[Records from a dataset]
----
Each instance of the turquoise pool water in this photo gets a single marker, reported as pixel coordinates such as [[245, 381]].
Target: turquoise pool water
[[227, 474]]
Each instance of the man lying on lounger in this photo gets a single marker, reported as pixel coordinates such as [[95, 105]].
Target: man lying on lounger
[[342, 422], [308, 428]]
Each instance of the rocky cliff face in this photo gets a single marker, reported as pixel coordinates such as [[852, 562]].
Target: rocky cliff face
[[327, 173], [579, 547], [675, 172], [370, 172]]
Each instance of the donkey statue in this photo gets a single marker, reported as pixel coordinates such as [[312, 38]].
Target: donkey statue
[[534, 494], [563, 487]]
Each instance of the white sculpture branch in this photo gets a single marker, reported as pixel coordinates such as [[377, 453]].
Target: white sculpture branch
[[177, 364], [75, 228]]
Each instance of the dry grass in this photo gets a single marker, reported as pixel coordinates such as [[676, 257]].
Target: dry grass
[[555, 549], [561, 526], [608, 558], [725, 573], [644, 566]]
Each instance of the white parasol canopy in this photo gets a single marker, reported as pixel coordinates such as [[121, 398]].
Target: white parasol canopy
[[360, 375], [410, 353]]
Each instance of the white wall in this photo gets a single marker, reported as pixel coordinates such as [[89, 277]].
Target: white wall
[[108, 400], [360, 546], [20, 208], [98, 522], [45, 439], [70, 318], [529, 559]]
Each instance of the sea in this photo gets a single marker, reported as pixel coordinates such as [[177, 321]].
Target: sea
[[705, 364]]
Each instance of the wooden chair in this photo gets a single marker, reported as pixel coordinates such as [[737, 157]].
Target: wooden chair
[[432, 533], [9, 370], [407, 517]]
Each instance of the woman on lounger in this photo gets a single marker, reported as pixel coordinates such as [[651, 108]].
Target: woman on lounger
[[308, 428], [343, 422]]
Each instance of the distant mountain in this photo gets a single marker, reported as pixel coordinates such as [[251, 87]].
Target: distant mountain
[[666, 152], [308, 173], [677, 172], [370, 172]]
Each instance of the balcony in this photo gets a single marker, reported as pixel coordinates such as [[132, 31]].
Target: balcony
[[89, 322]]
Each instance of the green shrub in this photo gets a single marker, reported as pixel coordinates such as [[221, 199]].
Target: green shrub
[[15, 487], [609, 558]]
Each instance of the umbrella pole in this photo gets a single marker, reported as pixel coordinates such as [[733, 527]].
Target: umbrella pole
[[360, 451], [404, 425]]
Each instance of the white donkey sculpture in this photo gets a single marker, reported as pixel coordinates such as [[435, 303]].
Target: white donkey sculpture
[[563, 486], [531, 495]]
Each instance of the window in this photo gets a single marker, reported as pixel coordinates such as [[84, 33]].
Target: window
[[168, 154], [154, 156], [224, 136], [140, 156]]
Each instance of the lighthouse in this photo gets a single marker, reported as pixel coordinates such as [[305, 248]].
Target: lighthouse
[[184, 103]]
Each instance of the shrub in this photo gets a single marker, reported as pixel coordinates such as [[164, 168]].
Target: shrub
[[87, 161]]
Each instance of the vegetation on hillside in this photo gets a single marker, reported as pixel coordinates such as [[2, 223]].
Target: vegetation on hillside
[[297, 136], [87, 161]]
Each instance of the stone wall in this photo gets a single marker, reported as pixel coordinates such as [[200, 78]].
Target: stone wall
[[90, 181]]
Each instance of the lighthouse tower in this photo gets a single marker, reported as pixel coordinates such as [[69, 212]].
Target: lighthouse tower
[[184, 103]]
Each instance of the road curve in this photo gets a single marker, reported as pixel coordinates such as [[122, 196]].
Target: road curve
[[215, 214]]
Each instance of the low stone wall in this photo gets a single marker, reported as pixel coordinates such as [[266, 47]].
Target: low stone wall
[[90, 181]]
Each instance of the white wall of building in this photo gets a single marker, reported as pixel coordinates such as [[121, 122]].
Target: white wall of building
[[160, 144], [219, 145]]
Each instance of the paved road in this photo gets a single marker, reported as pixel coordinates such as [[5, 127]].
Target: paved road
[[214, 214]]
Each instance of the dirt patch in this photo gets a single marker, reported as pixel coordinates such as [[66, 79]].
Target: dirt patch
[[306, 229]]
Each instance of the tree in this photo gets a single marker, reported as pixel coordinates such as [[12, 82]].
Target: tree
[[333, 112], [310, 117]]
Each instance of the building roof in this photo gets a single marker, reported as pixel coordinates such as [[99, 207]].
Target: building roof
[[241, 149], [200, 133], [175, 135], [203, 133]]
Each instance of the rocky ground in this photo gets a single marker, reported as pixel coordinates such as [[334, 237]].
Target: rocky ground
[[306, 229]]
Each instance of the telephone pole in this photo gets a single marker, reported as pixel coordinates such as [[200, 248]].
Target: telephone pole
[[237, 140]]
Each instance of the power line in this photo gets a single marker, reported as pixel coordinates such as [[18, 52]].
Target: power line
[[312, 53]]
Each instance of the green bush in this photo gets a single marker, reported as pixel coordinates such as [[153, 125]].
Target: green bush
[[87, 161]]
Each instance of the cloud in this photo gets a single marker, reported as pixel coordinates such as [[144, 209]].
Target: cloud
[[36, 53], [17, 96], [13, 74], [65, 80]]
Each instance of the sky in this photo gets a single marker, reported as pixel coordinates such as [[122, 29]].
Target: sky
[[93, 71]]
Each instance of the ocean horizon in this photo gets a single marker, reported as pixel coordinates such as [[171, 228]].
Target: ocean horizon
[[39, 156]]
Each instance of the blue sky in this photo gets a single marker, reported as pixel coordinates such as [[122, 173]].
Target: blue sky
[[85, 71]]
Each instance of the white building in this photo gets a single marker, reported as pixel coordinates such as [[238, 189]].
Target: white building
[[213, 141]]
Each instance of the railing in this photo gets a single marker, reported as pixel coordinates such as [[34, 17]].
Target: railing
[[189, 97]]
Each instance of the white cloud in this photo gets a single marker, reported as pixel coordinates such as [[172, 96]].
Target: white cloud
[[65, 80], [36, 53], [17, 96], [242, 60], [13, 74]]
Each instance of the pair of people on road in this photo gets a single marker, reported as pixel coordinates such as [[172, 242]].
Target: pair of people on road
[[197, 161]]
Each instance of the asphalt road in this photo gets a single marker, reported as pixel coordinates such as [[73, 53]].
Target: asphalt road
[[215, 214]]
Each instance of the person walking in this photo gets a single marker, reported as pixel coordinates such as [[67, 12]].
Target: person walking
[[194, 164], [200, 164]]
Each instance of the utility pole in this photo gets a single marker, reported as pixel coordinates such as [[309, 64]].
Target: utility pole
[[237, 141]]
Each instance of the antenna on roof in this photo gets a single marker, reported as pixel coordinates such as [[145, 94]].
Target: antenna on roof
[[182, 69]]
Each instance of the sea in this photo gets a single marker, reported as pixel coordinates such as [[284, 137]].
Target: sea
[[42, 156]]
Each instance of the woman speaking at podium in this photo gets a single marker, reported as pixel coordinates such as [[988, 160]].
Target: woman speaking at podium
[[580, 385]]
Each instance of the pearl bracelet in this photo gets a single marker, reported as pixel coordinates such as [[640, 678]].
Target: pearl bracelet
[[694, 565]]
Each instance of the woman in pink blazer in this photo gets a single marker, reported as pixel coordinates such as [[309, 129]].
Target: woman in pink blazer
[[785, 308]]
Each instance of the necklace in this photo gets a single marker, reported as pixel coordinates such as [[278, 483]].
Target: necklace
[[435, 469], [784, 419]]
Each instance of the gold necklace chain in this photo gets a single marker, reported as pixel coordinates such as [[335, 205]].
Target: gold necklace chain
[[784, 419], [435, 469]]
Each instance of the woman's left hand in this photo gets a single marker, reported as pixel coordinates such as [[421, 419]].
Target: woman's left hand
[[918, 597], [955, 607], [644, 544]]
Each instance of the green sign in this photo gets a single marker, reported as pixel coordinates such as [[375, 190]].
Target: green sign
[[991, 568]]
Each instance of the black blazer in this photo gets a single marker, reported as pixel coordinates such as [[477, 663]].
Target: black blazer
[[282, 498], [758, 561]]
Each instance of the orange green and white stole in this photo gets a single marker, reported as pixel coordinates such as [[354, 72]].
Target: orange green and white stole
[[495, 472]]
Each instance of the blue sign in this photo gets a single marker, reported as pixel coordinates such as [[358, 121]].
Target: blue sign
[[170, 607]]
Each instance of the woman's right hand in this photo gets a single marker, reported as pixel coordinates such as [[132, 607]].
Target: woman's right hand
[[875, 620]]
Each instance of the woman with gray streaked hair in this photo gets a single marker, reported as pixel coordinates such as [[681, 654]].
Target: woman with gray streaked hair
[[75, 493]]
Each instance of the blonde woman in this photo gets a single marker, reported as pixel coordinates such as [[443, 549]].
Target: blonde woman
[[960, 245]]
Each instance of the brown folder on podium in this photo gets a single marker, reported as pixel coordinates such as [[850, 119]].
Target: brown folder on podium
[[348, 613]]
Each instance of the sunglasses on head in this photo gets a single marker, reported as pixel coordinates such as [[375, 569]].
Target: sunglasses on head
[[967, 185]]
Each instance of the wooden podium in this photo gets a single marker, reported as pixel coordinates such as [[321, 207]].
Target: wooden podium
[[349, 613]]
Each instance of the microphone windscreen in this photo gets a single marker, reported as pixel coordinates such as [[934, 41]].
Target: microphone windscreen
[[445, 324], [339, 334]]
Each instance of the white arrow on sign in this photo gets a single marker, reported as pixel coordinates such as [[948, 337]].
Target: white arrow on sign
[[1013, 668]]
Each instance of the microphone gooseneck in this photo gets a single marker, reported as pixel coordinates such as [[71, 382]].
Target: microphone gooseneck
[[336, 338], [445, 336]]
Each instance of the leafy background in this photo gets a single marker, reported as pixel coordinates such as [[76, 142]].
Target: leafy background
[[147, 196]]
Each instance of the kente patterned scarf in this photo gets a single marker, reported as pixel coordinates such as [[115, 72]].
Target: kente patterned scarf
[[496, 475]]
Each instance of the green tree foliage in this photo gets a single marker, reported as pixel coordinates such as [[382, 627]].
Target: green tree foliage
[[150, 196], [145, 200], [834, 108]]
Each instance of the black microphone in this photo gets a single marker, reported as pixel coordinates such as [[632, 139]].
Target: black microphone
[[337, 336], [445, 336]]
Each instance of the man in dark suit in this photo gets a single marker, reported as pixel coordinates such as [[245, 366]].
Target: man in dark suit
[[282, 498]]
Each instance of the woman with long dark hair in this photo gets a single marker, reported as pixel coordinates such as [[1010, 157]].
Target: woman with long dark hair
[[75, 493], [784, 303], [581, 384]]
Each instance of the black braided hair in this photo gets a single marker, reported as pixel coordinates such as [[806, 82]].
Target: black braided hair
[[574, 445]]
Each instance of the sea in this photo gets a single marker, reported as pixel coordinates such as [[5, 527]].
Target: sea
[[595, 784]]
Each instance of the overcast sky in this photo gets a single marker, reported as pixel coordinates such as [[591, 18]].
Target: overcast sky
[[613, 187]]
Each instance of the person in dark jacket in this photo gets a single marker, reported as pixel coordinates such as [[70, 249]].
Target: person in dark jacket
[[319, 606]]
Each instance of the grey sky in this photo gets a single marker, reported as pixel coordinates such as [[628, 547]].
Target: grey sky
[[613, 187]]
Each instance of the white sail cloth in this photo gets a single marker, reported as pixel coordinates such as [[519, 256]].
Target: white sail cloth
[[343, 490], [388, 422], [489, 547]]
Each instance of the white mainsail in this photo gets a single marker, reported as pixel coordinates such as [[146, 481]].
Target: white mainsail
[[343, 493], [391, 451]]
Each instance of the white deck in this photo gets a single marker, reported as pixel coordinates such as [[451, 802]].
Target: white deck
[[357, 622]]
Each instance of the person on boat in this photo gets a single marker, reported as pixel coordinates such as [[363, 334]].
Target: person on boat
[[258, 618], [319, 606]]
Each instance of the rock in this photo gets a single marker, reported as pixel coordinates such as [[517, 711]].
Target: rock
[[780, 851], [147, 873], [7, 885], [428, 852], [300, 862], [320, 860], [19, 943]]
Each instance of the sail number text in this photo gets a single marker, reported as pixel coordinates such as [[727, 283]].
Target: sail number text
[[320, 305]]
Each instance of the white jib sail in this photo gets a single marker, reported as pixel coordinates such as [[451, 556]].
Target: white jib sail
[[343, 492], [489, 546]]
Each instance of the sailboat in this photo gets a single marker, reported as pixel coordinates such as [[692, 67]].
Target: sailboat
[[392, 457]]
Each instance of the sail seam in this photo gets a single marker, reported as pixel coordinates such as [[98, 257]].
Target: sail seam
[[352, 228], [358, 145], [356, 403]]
----
> _EXERCISE_
Please put the listing, from its start up to and including the line with "[[227, 474]]", into a two-column CSV with the columns text and reply. Give one row for each text with its reply, quote every field, and replace line breaks with spaces.

> _ANSWER FOR THE TASK_
text,reply
"Each instance of the turquoise pool water in this photo gets a single marker, reported as pixel coordinates such as [[245, 381]]. Target: turquoise pool water","[[227, 474]]"